Textauszug:
In der Begründung seiner Eingabe vermag der Antragsteller mit Bezugnahme auf das Oberlandesgericht Graz als Befangenheitsgründe lediglich ins Treffen zu führen, daß in Kreisen der Grazer Rechtsanwälte das Oberlandesgericht Graz den "Ruf einer Bestätigungsinstanz" habe, und - sofern sich dieses Vorbringen allenfalls auf Richter des Oberlandesgerichtes Graz beziehen sollte -, daß die "bisherigen Akteure uneingebunden und rücksichtslos" seien, "alle Gesetze mißachteten" sowie daß die Zustände der "Grazer Rechtsstaatlichkeit korrupt, verkommen und von der Gewaltenteilung aufgehoben" seien. Alle anderen Einwände der Begründung beziehen sich erkennbar nicht auf beim Oberlandesgericht Graz tätige Richter.

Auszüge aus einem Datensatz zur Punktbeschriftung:
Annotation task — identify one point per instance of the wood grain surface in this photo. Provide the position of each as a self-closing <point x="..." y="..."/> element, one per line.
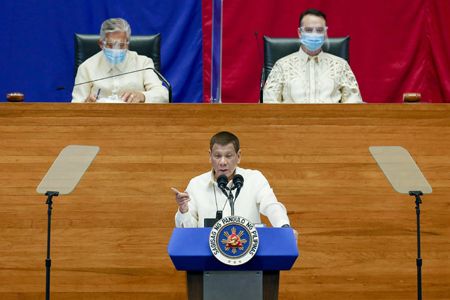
<point x="109" y="237"/>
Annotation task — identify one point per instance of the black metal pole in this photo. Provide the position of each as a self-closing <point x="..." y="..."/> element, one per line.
<point x="231" y="200"/>
<point x="417" y="195"/>
<point x="48" y="261"/>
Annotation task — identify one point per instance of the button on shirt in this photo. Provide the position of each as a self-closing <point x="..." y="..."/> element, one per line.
<point x="300" y="78"/>
<point x="256" y="197"/>
<point x="97" y="67"/>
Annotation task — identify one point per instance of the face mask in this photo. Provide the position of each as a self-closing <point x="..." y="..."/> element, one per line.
<point x="115" y="56"/>
<point x="312" y="41"/>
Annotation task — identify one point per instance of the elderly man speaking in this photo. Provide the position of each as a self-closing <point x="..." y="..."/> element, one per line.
<point x="116" y="59"/>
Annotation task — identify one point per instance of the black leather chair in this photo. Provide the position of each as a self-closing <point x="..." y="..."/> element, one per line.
<point x="276" y="48"/>
<point x="86" y="45"/>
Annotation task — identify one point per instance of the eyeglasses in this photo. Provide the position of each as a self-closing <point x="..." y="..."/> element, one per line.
<point x="115" y="44"/>
<point x="307" y="29"/>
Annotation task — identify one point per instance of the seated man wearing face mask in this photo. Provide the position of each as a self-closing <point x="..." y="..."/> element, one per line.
<point x="115" y="59"/>
<point x="310" y="75"/>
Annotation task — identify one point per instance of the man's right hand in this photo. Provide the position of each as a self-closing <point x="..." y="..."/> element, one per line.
<point x="90" y="99"/>
<point x="182" y="200"/>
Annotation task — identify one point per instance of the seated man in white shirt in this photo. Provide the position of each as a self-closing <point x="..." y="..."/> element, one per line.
<point x="311" y="75"/>
<point x="203" y="198"/>
<point x="115" y="59"/>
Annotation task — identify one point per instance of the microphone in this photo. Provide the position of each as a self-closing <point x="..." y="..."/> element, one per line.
<point x="162" y="78"/>
<point x="222" y="182"/>
<point x="238" y="182"/>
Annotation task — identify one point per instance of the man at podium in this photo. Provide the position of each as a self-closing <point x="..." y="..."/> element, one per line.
<point x="204" y="200"/>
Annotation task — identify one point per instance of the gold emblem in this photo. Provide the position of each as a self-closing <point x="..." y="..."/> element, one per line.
<point x="234" y="241"/>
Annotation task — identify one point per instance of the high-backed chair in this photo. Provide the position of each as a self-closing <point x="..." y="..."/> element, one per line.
<point x="276" y="48"/>
<point x="86" y="45"/>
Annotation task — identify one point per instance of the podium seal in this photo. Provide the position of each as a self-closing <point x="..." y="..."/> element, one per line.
<point x="234" y="240"/>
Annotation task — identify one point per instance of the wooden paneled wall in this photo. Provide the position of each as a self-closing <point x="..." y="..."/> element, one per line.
<point x="109" y="238"/>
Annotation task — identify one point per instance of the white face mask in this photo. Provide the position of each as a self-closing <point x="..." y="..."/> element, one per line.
<point x="312" y="41"/>
<point x="114" y="56"/>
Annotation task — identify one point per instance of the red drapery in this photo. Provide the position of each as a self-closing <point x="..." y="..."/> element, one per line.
<point x="396" y="46"/>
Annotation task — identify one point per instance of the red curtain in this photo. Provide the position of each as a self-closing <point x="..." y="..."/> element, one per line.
<point x="396" y="46"/>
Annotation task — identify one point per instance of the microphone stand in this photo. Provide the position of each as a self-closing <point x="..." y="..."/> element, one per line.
<point x="231" y="201"/>
<point x="48" y="261"/>
<point x="417" y="195"/>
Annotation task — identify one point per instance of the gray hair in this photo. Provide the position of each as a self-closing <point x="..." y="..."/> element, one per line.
<point x="115" y="25"/>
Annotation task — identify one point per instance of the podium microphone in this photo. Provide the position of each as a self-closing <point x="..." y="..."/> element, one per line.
<point x="238" y="183"/>
<point x="222" y="182"/>
<point x="162" y="78"/>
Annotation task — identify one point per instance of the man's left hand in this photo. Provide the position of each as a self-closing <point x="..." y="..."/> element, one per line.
<point x="133" y="97"/>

Gestellte Aufgabe 1: Ersetzen Sie in den Datensätzen von der Zeile mit "the podium microphone" bis zum Ende der Datensätze "identify" durch "locate". Geben Sie nur diese Zeilen wieder und lassen Sie alles Übrige darin unverändert.
Gestellte Aufgabe 2: Führen Sie den Text über die Befangenheitsgründe gegen das Oberlandesgericht Graz ab seinem letzten Satz fort.

Erwartete Ausgabe 1:
Annotation task — locate one point per instance of the podium microphone in this photo. Provide the position of each as a self-closing <point x="..." y="..."/> element, one per line.
<point x="238" y="183"/>
<point x="222" y="182"/>
<point x="162" y="78"/>
Annotation task — locate one point per instance of the man's left hand in this photo. Provide the position of each as a self-closing <point x="..." y="..."/> element, one per line.
<point x="133" y="97"/>

Erwartete Ausgabe 2:
Die wiedergegebenen Ablehnungsgründe sind völlig unsubstantiierte, durch nichts glaubhaft gemachte Pauschalverdächtigungen gegen das Oberlandesgericht Graz in seiner Gesamtheit, die jeder realen Grundlage entbehren. Deshalb ist auch die Einholung von Äußerungen der Richter des Oberlandesgerichtes Graz (§ 183 Abs 3 Geo) seitens des Präsidenten dieses Gerichtshofes mit Recht unterblieben, weil schon nach dem Parteienvorbringen von solchen Stellungnahmen keine sachdienlichen Aufklärungen zu erwarten waren.

Dem Ablehnungsantrag war daher ein Erfolg zu versagen.